Supplied text

——

HIV :: Phase III trials of cellulose sulfate microbicide for HIV prevention closed

CONRAD, a reproductive health research organization, announced today that it has halted a Phase III clinical trial of cellulose sulfate — a topical microbicide gel being tested for HIV prevention in women — because preliminary results indicated that cellulose sulfate could lead to an increased risk of HIV infection in women who use the compound.

The trial was being conducted in South Africa, Benin, Uganda, and India.

Simultaneously, Family Health International (FHI) has halted a second Phase III cellulose sulfate trial in Nigeria. Although the FHI trial did not detect an increased HIV risk associated with cellulose sulfate, the decision was made as a precautionary measure, given the preliminary results in the CONRAD trial. Cellulose sulfate (CS) was one of four microbicides currently in effectiveness trials for prevention of HIV and other sexually transmitted infections.

At this point, it is not clear why use of cellulose sulfate was associated with an increased risk of HIV infection in the CONRAD trial. The Independent Data Monitoring Committee (IDMC), an independent advisory group of experts overseeing the trial, will conduct a detailed review of the data to better understand the findings, and help determine any implications for other microbicide studies.

Dr. Lut Van Damme, principal investigator of the CONRAD trial, stated: “It was our hope that this product would have helped women in protecting themselves from HIV. While the findings are unexpected and disappointing, we will learn scientifically important information from this trial that will inform future HIV prevention research.”

The microbicide, also known as Ushercell, is a cotton-based compound developed by Polydex Pharmaceuticals, based in Toronto, Canada. Prior to beginning the Phase III efficacy trials, there were 11 earlier safety and contraceptive trials on cellulose sulfate involving more than 500 participants in Africa, India, and the U.S. — none of which identified safety concerns.

——

Stored items from a collection:
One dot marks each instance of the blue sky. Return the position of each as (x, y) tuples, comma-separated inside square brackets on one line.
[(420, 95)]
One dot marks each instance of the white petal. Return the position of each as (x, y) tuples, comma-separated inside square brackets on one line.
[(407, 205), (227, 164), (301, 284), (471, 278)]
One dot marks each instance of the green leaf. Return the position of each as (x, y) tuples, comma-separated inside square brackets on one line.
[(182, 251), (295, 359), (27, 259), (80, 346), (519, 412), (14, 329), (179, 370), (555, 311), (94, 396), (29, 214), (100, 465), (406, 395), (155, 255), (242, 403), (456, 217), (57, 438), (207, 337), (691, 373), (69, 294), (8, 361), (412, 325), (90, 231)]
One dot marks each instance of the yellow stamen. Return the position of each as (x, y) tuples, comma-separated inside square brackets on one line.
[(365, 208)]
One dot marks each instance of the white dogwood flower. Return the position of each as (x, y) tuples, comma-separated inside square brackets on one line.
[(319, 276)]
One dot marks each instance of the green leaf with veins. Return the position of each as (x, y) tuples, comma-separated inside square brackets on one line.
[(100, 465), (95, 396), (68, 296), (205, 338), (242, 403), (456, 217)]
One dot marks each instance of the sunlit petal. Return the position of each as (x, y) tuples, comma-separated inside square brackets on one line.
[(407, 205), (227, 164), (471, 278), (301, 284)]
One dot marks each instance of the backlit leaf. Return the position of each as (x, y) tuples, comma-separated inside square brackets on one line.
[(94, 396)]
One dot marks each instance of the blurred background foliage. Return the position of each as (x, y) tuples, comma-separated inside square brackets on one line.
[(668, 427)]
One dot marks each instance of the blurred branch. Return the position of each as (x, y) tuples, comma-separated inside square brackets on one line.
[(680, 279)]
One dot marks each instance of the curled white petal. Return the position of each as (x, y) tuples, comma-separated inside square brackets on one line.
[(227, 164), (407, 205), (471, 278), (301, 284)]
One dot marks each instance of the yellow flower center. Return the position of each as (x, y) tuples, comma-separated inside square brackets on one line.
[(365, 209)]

——

What is expected
What does the cellulose sulfate trial report say, set down word for word, from "HIV :: Phase" down to "Uganda, and India."?

Exercise result
HIV :: Phase III trials of cellulose sulfate microbicide for HIV prevention closed

CONRAD, a reproductive health research organization, announced today that it has halted a Phase III clinical trial of cellulose sulfate — a topical microbicide gel being tested for HIV prevention in women — because preliminary results indicated that cellulose sulfate could lead to an increased risk of HIV infection in women who use the compound.

The trial was being conducted in South Africa, Benin, Uganda, and India.